* **Work to complete**: Please retype the data below line for line and leave out every picture.

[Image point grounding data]
· · · · · · ·

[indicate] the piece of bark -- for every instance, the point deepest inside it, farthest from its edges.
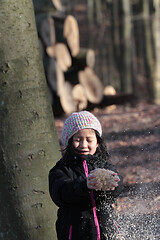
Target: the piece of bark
(44, 6)
(58, 5)
(85, 58)
(62, 56)
(92, 85)
(79, 97)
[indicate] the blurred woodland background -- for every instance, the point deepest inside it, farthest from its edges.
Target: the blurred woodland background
(93, 50)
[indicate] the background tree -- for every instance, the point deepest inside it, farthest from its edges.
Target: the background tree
(28, 141)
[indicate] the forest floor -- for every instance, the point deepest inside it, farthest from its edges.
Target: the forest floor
(132, 135)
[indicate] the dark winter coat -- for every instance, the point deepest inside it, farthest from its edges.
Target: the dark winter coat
(76, 213)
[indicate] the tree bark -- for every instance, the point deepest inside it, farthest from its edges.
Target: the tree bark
(126, 80)
(28, 141)
(157, 51)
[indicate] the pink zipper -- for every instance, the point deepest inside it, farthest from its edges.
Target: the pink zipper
(70, 232)
(118, 230)
(93, 203)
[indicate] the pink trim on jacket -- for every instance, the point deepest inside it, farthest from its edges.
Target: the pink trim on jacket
(118, 230)
(93, 203)
(70, 232)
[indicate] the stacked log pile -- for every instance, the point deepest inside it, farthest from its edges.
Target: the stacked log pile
(69, 69)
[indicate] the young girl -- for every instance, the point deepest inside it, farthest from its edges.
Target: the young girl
(83, 184)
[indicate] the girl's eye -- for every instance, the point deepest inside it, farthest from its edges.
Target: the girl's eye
(77, 140)
(89, 140)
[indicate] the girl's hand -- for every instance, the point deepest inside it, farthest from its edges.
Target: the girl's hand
(102, 179)
(92, 182)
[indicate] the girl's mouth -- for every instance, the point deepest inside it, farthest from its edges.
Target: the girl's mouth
(81, 152)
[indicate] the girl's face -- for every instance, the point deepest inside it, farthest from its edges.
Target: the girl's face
(85, 141)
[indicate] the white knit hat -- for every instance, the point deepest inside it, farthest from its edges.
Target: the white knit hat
(78, 121)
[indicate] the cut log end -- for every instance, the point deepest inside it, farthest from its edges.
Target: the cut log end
(92, 85)
(79, 97)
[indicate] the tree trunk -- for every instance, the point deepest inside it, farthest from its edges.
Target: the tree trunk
(148, 48)
(126, 80)
(157, 46)
(28, 141)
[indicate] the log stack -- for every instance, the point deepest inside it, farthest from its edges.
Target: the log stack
(69, 69)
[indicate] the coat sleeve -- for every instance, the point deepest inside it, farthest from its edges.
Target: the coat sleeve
(65, 189)
(115, 193)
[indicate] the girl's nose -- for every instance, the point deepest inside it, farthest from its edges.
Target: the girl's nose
(83, 143)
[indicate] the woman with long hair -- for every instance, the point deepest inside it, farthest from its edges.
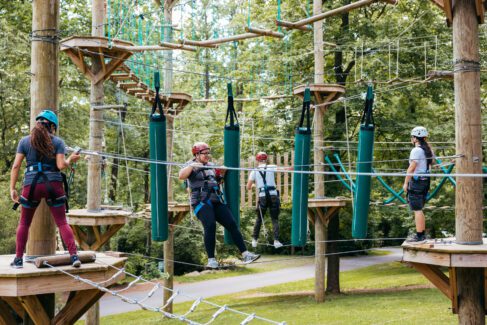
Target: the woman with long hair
(45, 156)
(208, 204)
(417, 187)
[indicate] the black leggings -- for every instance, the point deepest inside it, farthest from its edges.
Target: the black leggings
(274, 204)
(209, 215)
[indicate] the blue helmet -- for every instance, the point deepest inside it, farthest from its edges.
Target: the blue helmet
(50, 116)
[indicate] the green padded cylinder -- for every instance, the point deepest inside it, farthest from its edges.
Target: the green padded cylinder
(365, 157)
(231, 143)
(231, 158)
(158, 175)
(302, 143)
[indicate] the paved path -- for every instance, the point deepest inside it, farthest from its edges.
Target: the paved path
(111, 305)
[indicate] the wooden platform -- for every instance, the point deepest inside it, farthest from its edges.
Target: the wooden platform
(109, 54)
(19, 289)
(447, 7)
(316, 208)
(429, 257)
(112, 219)
(129, 83)
(322, 93)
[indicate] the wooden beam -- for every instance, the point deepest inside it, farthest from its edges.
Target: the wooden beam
(14, 303)
(196, 43)
(36, 311)
(175, 46)
(6, 317)
(230, 39)
(333, 12)
(77, 306)
(264, 32)
(290, 25)
(435, 276)
(448, 11)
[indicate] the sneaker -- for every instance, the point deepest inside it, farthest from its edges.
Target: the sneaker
(250, 257)
(254, 242)
(277, 244)
(75, 262)
(416, 239)
(18, 263)
(212, 264)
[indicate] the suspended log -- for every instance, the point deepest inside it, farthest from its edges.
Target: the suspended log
(330, 13)
(196, 43)
(230, 39)
(178, 46)
(264, 32)
(290, 25)
(58, 260)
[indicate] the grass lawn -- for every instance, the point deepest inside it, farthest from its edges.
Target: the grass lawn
(380, 294)
(266, 263)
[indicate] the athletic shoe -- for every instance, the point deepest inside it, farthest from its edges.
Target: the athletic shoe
(212, 263)
(416, 239)
(254, 242)
(18, 263)
(277, 244)
(250, 257)
(75, 261)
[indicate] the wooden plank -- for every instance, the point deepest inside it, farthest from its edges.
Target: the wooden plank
(105, 237)
(448, 11)
(286, 178)
(479, 6)
(435, 276)
(249, 193)
(36, 311)
(469, 260)
(415, 256)
(15, 304)
(77, 306)
(454, 289)
(6, 317)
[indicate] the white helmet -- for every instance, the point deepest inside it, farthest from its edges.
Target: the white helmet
(419, 132)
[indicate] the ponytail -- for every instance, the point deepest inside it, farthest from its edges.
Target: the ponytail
(427, 151)
(41, 141)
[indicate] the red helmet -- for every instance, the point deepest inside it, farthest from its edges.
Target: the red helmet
(261, 156)
(198, 147)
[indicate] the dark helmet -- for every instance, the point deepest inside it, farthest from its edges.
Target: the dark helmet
(198, 147)
(50, 116)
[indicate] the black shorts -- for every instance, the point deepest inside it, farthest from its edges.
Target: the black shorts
(417, 193)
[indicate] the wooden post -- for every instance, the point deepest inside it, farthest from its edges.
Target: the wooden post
(320, 233)
(97, 95)
(44, 94)
(168, 66)
(468, 130)
(169, 267)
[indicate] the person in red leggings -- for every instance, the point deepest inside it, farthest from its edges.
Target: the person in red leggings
(45, 156)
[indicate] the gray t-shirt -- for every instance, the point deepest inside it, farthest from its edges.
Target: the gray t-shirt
(31, 156)
(197, 179)
(418, 155)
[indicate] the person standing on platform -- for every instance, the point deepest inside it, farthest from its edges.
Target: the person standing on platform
(208, 203)
(45, 156)
(265, 181)
(417, 187)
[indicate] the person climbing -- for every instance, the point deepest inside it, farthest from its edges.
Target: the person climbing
(45, 156)
(208, 203)
(417, 187)
(265, 182)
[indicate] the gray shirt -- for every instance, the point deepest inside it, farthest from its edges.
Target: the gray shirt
(197, 180)
(32, 157)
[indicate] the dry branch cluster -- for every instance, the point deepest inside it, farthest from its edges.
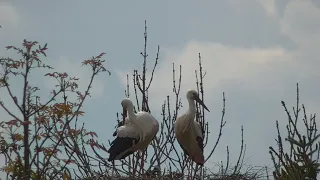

· · · · · · ·

* **Answer for this exercise**:
[indicate] the piece of bark -- for every instance, the point deepest inside it, farthest from its edges.
Target: the piece of bark
(44, 6)
(58, 5)
(85, 58)
(62, 56)
(92, 85)
(79, 97)
[indicate] the blurred woodland background -- for every instance, the point deepest inside it, farthest from its edges.
Target: the blurred woodland background
(93, 50)
[indicate] the background tree -- for every instance, the point deepest inside it, farthest from its edges.
Target: the background tree
(28, 141)
[indicate] the forest floor -- for every instance, the point deepest inside it, farthest from its edges.
Target: the forest floor
(132, 135)
[indicate] the dark winter coat -- for every instance, the point deepest inside it, farthest from its edges.
Target: the dark winter coat
(76, 213)
[indicate] the tree bark -- for every instance, the point deepest inside it, farthest from its edges.
Target: the tree bark
(126, 80)
(28, 141)
(157, 51)
[indicate] the pink zipper -- for every instance, the point deepest inside it, farthest from its edges.
Target: the pink zipper
(70, 232)
(118, 230)
(93, 203)
[indicate] the pink trim on jacket -- for every instance, the point deepest inside it, farthest from its edges.
Target: the pink trim on jacket
(118, 230)
(93, 203)
(70, 232)
[indicate] the stacked log pile -- for every instance, the point deepest inside it, farthest from its edges.
Target: the stacked log pile
(69, 69)
[indicate] the young girl -- for every instance, the point deepest inside it, farthest from its edges.
Target: the young girl
(83, 184)
[indicate] the girl's eye -- for every instance, the point deepest inside it, farthest from its edges.
Target: the girl's eye
(77, 140)
(89, 140)
[indicate] the girl's hand -- for every instance, the point deepest inside it, farthest from its edges.
Target: the girl's hand
(102, 179)
(92, 182)
[indicate] the girl's mouth -- for every instance, the point deepest inside it, farthest from its edges.
Target: the girl's mouth
(81, 152)
[indicate] the girl's face -- for every instance, the point deepest inside it, farthest from its edges.
Target: the girl's face
(85, 141)
[indicate] the white knit hat -- for every instance, the point deepest inside it, farthest from its edges.
Target: the white knit hat
(78, 121)
[indicate] the cut log end -- for every instance, the point deepest inside it, farthest from its edges.
Target: the cut log end
(92, 85)
(79, 97)
[indicate] the tree trunk -- for every instance, the point deepest inside it, farthest from its edges.
Target: the tree trunk
(148, 48)
(126, 80)
(157, 46)
(28, 141)
[indicate] the log stack -- for every instance, the point deepest inside it, farthest from its edges.
Target: the log stack
(69, 69)
[indicate] the coat sleeve -- for every instance, the point deepest inside it, farthest from its edges.
Target: the coat sleeve
(65, 189)
(115, 193)
[indicate] the girl's nose -- for every instance, the point deepest inside it, farthest from its edges.
Target: the girl's nose
(83, 143)
[indicate] the woman with long hair -- for every instance, the point deepest inside it, farthest from its edges.
Target: the woman with long hair
(45, 156)
(208, 204)
(417, 187)
[indicate] the black leggings -- for every instance, the point deepest inside it, farthest from its edges.
Target: the black leggings
(274, 204)
(209, 215)
[indicate] the blue helmet -- for every instance, the point deepest inside it, farthest from its edges.
Target: the blue helmet
(50, 116)
[indicate] the green padded cylinder -- for every instance, the point deepest inside it, farthest from its edges.
Target: the green padded cylinder
(365, 157)
(231, 143)
(231, 158)
(158, 175)
(302, 143)
[indicate] the paved path -- for every instance, the point deepest inside it, farthest from its edges.
Target: the paved path
(111, 305)
[indicate] the wooden platform -- for every instance, the point deepest inside it, farthest from its edges.
Target: the wooden platform
(109, 54)
(19, 289)
(447, 7)
(316, 208)
(429, 257)
(112, 219)
(129, 83)
(322, 93)
[indicate] the wooden beam -- for every instance, the point deepest inside it, farthest from its edges.
Target: the wooden beam
(14, 303)
(196, 43)
(36, 311)
(175, 46)
(6, 317)
(230, 39)
(333, 12)
(77, 306)
(264, 32)
(290, 25)
(435, 276)
(448, 11)
[indicate] the sneaker -- for every instance, the point deepest inside it, farthest from its edges.
Target: the sneaker
(250, 257)
(254, 242)
(277, 244)
(75, 262)
(416, 239)
(18, 263)
(212, 264)
[indicate] the suspended log -- for every instance, the point deepest inside it, farthest from its edges.
Target: the suspended log
(330, 13)
(196, 43)
(230, 39)
(178, 46)
(264, 32)
(290, 25)
(58, 260)
[indicate] the grass lawn -- for every instance, the point deepest inside it, farthest from its edges.
Target: the grass lawn
(380, 294)
(266, 263)
[indicate] the athletic shoe -- for every instance, the point deepest inside it, farthest from its edges.
Target: the athletic shoe
(212, 263)
(416, 239)
(254, 242)
(18, 263)
(277, 244)
(250, 257)
(75, 261)
[indicate] the wooden plank -- for every instance, the point deepest inside it, farthest from its edges.
Target: the wooden plank
(105, 237)
(448, 11)
(286, 178)
(479, 6)
(435, 276)
(249, 193)
(36, 311)
(469, 260)
(415, 256)
(15, 304)
(77, 306)
(454, 289)
(6, 317)
[indicate] the white helmet -- for every instance, the point deepest inside it, farthest from its edges.
Target: the white helmet
(419, 132)
[indicate] the ponytail -- for every instance, the point deepest inside it, farthest from its edges.
Target: the ponytail
(427, 151)
(41, 141)
[indicate] the red helmet -- for every instance, the point deepest inside it, farthest from its edges.
Target: the red helmet
(261, 156)
(198, 147)
[indicate] the dark helmet -- for every instance, the point deepest inside it, farthest from its edges.
Target: the dark helmet
(198, 147)
(50, 116)
[indicate] the black shorts -- for every instance, the point deepest inside it, farthest from its edges.
Target: the black shorts
(417, 193)
[indicate] the wooden post -- for every instance, the point deepest inside it, farthest from its edges.
Target: the wooden post
(320, 233)
(97, 95)
(44, 94)
(168, 66)
(468, 130)
(169, 267)
[indicate] the person in red leggings -- for every instance, the point deepest inside it, farthest from its edges.
Target: the person in red leggings
(45, 156)
[indicate] the gray t-shirt -- for every instance, the point deepest inside it, farthest from its edges.
Target: the gray t-shirt
(31, 156)
(197, 179)
(418, 155)
[indicate] the person standing on platform -- for every instance, the point deepest inside it, farthest from its edges.
Target: the person standing on platform
(208, 203)
(45, 156)
(265, 181)
(417, 187)
[indicate] the person climbing -- for every instance, the point deepest inside it, farthest from its edges.
Target: the person climbing
(45, 156)
(208, 203)
(417, 187)
(265, 182)
[indicate] the gray shirt -- for every instance, the point deepest inside it, farthest from its edges.
Target: the gray shirt
(197, 180)
(32, 157)
[indicate] the dry branch cluster -- for every instance, the point deepest inside it, farthest from its edges.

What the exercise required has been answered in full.